====== TASK INPUTS ======

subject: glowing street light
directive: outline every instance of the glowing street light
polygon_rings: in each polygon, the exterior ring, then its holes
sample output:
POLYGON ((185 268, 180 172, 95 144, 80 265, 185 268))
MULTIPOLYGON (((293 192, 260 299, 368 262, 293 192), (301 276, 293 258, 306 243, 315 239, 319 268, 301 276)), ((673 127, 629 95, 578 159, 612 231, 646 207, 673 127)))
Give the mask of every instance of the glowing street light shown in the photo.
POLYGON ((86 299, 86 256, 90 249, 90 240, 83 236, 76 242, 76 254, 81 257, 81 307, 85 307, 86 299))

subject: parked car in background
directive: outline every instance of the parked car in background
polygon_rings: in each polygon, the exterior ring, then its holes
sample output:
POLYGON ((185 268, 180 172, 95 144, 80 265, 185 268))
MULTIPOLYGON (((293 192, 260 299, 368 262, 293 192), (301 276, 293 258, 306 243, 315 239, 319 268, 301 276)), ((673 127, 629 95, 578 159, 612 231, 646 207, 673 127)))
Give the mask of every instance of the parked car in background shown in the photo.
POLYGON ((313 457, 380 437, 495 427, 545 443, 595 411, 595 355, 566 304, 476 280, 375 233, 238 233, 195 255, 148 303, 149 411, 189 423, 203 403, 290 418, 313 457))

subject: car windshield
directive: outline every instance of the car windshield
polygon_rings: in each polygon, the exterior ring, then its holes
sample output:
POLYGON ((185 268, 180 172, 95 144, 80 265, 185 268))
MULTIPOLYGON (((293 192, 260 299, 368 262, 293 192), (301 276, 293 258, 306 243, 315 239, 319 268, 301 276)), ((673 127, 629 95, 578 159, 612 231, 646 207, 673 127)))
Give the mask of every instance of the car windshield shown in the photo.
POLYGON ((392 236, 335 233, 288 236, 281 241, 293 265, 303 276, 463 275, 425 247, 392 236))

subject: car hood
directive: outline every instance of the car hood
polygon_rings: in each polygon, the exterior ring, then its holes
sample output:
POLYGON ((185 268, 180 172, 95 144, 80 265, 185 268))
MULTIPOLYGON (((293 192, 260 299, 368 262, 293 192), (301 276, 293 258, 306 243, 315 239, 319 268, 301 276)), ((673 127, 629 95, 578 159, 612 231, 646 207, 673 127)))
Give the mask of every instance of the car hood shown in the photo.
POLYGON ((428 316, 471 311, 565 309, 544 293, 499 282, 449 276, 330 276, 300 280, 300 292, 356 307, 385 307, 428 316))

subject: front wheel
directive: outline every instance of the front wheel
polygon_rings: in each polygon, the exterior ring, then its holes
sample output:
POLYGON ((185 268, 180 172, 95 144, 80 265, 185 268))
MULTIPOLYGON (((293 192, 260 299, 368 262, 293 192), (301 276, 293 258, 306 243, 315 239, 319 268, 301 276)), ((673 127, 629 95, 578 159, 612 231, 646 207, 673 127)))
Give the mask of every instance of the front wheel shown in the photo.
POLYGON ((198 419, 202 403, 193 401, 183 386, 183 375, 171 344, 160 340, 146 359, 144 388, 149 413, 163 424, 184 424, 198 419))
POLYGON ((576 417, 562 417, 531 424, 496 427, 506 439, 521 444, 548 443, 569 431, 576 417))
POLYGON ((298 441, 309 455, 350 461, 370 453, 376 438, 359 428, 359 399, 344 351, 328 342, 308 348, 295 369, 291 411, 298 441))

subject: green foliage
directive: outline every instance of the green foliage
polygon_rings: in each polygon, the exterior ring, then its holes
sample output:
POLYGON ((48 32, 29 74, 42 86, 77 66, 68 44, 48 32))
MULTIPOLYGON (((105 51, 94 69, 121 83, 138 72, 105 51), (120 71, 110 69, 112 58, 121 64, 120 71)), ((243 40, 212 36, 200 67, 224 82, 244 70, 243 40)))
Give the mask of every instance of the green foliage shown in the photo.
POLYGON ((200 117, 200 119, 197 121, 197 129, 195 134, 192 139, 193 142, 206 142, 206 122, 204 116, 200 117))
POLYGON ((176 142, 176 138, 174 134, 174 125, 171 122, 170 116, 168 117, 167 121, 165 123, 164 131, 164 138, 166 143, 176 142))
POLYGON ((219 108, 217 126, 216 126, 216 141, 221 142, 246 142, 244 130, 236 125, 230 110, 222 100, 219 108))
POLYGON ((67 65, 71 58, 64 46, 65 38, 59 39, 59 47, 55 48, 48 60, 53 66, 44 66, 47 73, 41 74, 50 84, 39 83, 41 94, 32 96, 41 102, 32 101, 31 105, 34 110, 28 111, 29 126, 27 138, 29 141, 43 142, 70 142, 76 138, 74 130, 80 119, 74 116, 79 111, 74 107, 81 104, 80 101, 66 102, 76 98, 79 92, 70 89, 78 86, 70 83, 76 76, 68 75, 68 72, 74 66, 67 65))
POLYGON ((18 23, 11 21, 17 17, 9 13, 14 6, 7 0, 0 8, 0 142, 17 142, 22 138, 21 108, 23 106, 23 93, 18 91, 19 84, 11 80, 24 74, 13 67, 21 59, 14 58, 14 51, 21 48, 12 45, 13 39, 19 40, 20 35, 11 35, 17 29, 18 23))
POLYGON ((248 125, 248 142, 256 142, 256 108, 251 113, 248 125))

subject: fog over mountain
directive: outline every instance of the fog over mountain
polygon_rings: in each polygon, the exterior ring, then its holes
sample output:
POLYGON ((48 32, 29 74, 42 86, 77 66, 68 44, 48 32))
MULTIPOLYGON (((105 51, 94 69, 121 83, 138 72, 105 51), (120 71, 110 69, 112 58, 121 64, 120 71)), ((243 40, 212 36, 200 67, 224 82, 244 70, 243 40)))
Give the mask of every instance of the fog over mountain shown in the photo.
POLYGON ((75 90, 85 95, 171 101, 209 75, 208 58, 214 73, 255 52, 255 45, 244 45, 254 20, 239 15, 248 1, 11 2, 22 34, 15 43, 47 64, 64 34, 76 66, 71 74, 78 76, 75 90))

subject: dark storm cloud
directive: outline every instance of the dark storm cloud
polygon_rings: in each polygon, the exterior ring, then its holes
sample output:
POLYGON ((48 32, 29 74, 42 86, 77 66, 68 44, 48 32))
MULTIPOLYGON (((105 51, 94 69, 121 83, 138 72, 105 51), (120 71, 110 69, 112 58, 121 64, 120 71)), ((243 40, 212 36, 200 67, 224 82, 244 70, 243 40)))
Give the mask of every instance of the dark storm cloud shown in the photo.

======

■ WHAT IS EXPECTED: Reproduce the part that opens with the line containing "subject: dark storm cloud" and runs through the end of the records, replacing every "dark storm cloud" with "black thundercloud" and changing nothing else.

■ WRITTEN RESPONSE:
subject: black thundercloud
directive: outline every instance of the black thundercloud
polygon_rings: in each polygon, the exterior ring, then its holes
sample output:
POLYGON ((48 32, 29 74, 42 86, 77 66, 68 44, 48 32))
MULTIPOLYGON (((105 51, 94 69, 121 83, 138 72, 105 51), (120 71, 110 69, 112 58, 121 64, 120 71)), ((243 40, 212 36, 200 67, 224 82, 244 70, 243 40)))
Give the mask of every instance of the black thundercloud shown in the photo.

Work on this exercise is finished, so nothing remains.